Problem requirements
Beginning with the line that holds "Target: forest", set down each line of the data below through the very last, exactly as given, and nothing beyond that.

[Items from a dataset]

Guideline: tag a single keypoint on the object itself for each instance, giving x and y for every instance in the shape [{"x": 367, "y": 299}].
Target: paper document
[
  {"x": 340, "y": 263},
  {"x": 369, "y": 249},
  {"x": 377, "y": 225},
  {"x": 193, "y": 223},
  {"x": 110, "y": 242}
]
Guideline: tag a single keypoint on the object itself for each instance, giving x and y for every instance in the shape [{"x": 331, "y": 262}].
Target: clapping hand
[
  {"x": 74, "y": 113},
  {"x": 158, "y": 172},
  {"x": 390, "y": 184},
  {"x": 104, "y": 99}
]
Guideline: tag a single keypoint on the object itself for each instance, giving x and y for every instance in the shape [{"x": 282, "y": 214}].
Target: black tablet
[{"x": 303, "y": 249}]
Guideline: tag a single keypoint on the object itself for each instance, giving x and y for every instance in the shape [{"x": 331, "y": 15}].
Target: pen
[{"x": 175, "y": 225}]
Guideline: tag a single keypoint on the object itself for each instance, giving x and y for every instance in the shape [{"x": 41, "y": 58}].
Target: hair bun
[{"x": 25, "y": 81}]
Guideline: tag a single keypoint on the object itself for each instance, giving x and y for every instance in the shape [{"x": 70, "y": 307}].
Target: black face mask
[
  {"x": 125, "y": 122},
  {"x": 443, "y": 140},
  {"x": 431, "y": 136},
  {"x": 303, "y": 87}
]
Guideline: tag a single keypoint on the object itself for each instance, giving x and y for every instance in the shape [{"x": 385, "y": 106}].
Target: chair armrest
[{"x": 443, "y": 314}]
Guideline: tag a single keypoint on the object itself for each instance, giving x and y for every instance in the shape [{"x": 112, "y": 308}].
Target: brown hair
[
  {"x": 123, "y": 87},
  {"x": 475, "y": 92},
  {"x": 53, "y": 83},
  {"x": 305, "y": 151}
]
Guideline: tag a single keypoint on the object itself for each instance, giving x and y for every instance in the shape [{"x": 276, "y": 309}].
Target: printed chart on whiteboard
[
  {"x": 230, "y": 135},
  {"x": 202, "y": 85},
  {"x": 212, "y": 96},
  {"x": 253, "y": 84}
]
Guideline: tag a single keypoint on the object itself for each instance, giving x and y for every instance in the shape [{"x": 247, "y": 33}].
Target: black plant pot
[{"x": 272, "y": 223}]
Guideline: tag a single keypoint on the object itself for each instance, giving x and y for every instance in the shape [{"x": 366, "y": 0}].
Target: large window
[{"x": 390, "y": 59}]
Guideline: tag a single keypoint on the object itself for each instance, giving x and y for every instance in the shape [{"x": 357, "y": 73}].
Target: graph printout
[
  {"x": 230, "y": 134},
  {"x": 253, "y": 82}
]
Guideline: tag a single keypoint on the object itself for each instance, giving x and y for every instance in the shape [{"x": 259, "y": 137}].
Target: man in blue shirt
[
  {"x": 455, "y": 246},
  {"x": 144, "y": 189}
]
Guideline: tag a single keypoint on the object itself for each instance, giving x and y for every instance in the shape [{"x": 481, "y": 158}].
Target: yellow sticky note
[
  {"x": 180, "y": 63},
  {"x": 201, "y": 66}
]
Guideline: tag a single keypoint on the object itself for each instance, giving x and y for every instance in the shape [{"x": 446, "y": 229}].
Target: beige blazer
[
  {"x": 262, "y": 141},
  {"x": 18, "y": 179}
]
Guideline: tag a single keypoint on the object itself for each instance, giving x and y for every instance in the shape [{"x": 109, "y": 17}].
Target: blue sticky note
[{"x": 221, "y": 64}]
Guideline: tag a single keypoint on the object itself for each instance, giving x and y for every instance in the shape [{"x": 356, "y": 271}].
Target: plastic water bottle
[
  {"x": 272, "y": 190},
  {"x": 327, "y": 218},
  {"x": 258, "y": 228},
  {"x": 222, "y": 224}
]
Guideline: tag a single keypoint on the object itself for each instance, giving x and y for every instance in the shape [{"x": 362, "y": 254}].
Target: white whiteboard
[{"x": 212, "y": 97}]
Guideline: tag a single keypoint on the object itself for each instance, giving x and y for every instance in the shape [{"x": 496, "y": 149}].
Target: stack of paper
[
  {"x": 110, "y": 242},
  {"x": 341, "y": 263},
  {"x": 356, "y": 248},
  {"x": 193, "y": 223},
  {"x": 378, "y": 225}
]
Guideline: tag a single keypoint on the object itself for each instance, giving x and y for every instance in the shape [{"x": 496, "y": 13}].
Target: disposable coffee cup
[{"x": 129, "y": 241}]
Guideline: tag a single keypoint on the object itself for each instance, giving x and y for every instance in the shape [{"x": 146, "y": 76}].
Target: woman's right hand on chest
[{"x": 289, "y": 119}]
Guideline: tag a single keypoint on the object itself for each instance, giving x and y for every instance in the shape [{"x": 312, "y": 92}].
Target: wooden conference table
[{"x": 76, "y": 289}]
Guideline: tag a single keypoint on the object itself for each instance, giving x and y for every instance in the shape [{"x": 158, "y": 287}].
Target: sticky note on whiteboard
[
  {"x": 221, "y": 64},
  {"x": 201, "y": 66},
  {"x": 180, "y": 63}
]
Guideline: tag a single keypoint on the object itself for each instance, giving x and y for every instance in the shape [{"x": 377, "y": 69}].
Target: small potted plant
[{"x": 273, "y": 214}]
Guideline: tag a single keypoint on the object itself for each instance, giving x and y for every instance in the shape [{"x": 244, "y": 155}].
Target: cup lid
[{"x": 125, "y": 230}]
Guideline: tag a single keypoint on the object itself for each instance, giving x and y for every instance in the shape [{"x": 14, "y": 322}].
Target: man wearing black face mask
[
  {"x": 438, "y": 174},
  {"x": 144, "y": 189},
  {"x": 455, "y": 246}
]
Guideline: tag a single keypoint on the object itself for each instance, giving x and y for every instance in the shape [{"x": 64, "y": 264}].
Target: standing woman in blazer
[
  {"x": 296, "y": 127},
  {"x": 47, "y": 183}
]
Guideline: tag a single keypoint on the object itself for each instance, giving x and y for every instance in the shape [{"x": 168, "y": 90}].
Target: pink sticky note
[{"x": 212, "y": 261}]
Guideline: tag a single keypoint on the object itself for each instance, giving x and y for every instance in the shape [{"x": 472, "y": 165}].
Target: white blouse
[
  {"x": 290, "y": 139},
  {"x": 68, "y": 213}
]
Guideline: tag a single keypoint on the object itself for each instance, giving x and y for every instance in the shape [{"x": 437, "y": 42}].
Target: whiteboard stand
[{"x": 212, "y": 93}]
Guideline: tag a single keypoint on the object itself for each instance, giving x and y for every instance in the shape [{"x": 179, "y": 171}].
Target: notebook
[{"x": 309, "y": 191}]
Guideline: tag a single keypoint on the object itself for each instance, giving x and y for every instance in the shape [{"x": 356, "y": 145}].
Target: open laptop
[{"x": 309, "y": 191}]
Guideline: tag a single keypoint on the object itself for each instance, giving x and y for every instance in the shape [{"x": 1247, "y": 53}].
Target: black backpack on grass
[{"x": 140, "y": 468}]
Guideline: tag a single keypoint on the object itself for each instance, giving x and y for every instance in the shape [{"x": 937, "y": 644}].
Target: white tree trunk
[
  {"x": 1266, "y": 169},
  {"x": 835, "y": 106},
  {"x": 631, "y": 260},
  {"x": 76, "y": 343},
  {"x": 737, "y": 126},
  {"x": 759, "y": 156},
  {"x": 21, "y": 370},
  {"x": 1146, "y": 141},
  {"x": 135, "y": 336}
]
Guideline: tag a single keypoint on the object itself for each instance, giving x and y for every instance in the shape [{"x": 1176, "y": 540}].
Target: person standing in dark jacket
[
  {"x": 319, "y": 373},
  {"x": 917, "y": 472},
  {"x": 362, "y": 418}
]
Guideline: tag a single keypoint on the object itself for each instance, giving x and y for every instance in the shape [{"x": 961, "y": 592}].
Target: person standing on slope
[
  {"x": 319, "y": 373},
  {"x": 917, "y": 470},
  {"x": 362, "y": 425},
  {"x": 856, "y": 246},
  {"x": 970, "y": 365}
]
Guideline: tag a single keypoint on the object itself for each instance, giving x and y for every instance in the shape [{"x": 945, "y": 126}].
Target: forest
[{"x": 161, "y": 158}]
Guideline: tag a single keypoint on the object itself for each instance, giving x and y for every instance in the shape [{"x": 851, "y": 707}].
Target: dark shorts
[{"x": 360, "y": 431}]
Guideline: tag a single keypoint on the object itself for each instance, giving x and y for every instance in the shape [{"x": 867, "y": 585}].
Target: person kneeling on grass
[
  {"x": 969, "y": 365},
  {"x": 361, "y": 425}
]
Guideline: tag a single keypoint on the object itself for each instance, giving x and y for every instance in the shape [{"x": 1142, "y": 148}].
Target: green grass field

Exercise solution
Target: forest
[{"x": 161, "y": 158}]
Guideline: tag a single keypoint on the object itself for each instance, giving x and y for every instance in the shape [{"x": 851, "y": 707}].
Target: dark shorts
[{"x": 360, "y": 431}]
Guideline: tag a single keypoint on the object itself for each instance, giving x and y for every instance in the shape [{"x": 867, "y": 585}].
Target: person kneeling on grass
[
  {"x": 969, "y": 365},
  {"x": 361, "y": 425}
]
Guideline: tag a single keypoint on the object itself for each instance, giving x and y for every instance in the shape [{"x": 1142, "y": 148}].
Target: green grass field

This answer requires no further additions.